A verbatim copy of all entries is the expected output.

▶ **Stored data**
+ + + +
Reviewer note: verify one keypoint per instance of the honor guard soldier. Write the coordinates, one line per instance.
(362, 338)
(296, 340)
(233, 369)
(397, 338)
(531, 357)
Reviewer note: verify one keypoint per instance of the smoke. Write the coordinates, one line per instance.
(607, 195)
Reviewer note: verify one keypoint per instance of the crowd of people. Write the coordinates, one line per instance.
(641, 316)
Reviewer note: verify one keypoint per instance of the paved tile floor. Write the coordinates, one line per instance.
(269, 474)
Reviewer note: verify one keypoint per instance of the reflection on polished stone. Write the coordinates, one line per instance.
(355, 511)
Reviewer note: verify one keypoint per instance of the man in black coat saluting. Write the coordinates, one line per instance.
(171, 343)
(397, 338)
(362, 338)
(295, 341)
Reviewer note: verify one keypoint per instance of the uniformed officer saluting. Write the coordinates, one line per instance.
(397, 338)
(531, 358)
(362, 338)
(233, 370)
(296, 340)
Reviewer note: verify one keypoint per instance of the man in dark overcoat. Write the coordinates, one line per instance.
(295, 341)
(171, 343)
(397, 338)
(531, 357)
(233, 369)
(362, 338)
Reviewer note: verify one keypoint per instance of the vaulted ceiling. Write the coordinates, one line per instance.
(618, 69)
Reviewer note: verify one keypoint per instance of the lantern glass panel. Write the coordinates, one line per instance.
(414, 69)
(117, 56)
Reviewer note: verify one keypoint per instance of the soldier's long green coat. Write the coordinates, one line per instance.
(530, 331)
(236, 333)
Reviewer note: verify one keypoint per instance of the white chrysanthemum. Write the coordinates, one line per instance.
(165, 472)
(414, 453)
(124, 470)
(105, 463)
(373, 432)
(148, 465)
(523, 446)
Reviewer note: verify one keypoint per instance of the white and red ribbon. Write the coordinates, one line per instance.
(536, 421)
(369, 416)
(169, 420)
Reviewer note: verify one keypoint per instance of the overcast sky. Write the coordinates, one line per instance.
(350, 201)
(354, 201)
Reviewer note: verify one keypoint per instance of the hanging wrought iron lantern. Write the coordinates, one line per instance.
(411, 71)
+ + + +
▶ **Solved exercise**
Reviewer note: verify one keypoint per instance of the honor guard soldier. Write the coordinates, one line per instance.
(362, 338)
(296, 340)
(233, 369)
(397, 338)
(531, 357)
Reviewer note: verify one keypoint per instance of the smoke. Write the coordinates, one line per instance.
(607, 195)
Reviewer note: verify one keypoint per instance of the crowd of people. Write the coordinates, one line per instance.
(641, 316)
Reviewer note: verify one keypoint per instance of the paved tile floor. Write the coordinates, one line per instance.
(269, 474)
Reviewer note: verify one keypoint per instance of the reflection on polished stone. Write the coordinates, one line per instance.
(355, 511)
Reviewer note: verify one keypoint per instance of the man in black coat saluting. Write the coordinates, one line per instance.
(171, 343)
(397, 338)
(362, 338)
(295, 341)
Reviewer note: verify one keypoint per instance of the uniformed officer saluting. Write the coordinates, one line per instance.
(397, 338)
(531, 358)
(362, 338)
(233, 370)
(296, 340)
Reviewer note: verify one keypoint per instance of the man in dark overcoat. Write the coordinates, one line per instance.
(295, 341)
(171, 343)
(397, 338)
(531, 357)
(233, 369)
(362, 338)
Reviewer note: verify one keypoint per instance of the vaulted ceiling. Write the coordinates, one line per instance.
(618, 69)
Reviewer note: verify one keypoint per instance of the lantern glass panel. Write the coordinates, one line per instance.
(414, 69)
(117, 56)
Reviewer note: verify one keypoint per instance of the soldier's long green coat. Write the coordinates, one line per instance.
(530, 331)
(236, 333)
Reviewer note: verify one keypoint per instance of the white chrysanthemum. Write the coordinates, one line per instance.
(165, 472)
(414, 453)
(124, 470)
(105, 463)
(373, 432)
(148, 465)
(523, 446)
Reviewer note: verify one keypoint per instance of the white and red ribbon. Write the coordinates, one line per instance.
(536, 421)
(369, 416)
(169, 420)
Reviewer note: verify one keypoint per instance of the overcast sky. Write the coordinates, one line per instance.
(350, 201)
(354, 201)
Reviewer note: verify one keypoint per instance of the hanging wrought iron lantern. Write the coordinates, one line per instance.
(411, 71)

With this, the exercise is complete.